• **EXTRAIT DU TEXTE**:
-------------------------

Vu la procédure suivante :
Procédure contentieuse antérieure :
Le centre de ressources, d'expertise et de performances sportives (CREPS) de Poitiers a demandé au tribunal administratif de Poitiers de condamner solidairement la société Weiss France et la société GDF-Suez Énergie à lui verser la somme de 226 446 euros assortie des intérêts au taux légal à compter du 13 février 2014 et de leur capitalisation, en réparation des désordres affectant la chaudière biomasse.
Par un jugement n° 1401592 du 12 juillet 2017, le tribunal administratif a condamné la société GDF-Suez Énergie à verser au CREPS de Poitiers la somme de 203 596 euros en réparation de ses préjudices, avec intérêts au taux légal à compter du 21 mai 2014 et capitalisation des intérêts, ainsi que le paiement des dépens à concurrence de la somme de 9 917,84 euros, et rejeté le surplus des conclusions de la demande du CREPS.

-------------------------

(Lignes de données)
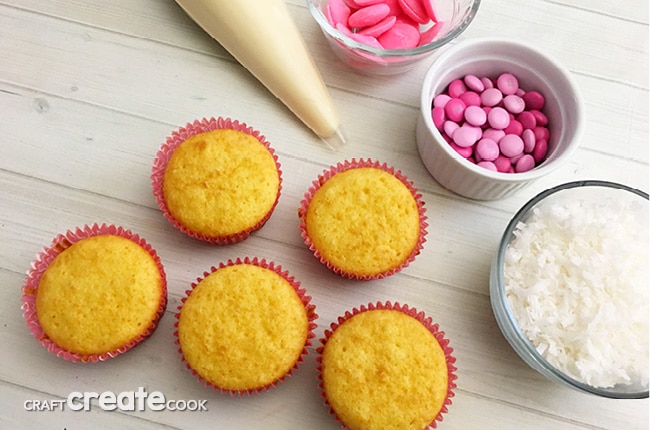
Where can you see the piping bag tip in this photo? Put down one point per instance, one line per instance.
(336, 140)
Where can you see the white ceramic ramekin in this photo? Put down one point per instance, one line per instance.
(535, 71)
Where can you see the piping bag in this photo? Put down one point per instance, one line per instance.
(263, 37)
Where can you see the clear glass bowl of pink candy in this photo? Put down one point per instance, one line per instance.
(388, 37)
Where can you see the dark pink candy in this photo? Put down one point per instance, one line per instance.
(539, 153)
(540, 118)
(438, 116)
(534, 100)
(513, 139)
(514, 127)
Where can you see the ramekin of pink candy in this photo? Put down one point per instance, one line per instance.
(386, 37)
(496, 115)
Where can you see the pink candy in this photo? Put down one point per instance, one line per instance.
(385, 24)
(492, 122)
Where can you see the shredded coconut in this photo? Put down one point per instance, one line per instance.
(576, 277)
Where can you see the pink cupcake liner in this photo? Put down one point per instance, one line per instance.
(301, 292)
(354, 164)
(412, 312)
(162, 160)
(47, 256)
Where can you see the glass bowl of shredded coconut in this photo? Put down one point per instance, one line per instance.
(569, 287)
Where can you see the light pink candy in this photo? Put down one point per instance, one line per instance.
(534, 100)
(474, 83)
(491, 97)
(475, 115)
(498, 118)
(528, 136)
(541, 148)
(514, 104)
(525, 163)
(431, 10)
(471, 98)
(493, 134)
(449, 127)
(464, 136)
(511, 145)
(507, 83)
(456, 88)
(465, 152)
(455, 109)
(487, 149)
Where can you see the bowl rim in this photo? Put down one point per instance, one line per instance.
(578, 120)
(498, 297)
(324, 24)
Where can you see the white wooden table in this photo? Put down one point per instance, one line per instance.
(90, 89)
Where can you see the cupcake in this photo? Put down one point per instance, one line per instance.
(216, 180)
(384, 367)
(96, 292)
(244, 326)
(363, 220)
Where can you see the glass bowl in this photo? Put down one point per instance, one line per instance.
(549, 316)
(453, 17)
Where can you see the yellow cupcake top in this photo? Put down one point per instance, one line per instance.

-------------------------

• **TÂCHE À RÉALISER**: Prolongez l'extrait consacré au litige sur la chaudière biomasse du CREPS de Poitiers, en reprenant juste après sa dernière phrase. Les lignes de données constituent un matériau à part, distinct de l'extrait.

• **RÉPONSE**:
Procédure devant la cour :
Par une requête, enregistrée le 12 septembre 2017, la société Engie Énergie services, venant aux droits de la société GDF-Suez Énergie et représentée par Me A..., demande à la cour :
1°) d'annuler ce jugement ;
2°) de la mettre hors de cause ;
3°) à titre subsidiaire, de condamner la société Weiss à la garantir de l'intégralité des condamnations prononcées par les premiers juges ;
4°) à titre très subsidiaire, de rejeter la demande du CREPS de Poitiers ;
5°) de mettre à la charge de tout succombant la somme de 5 000 euros sur le fondement de l'article L. 761-1 du code de justice administrative.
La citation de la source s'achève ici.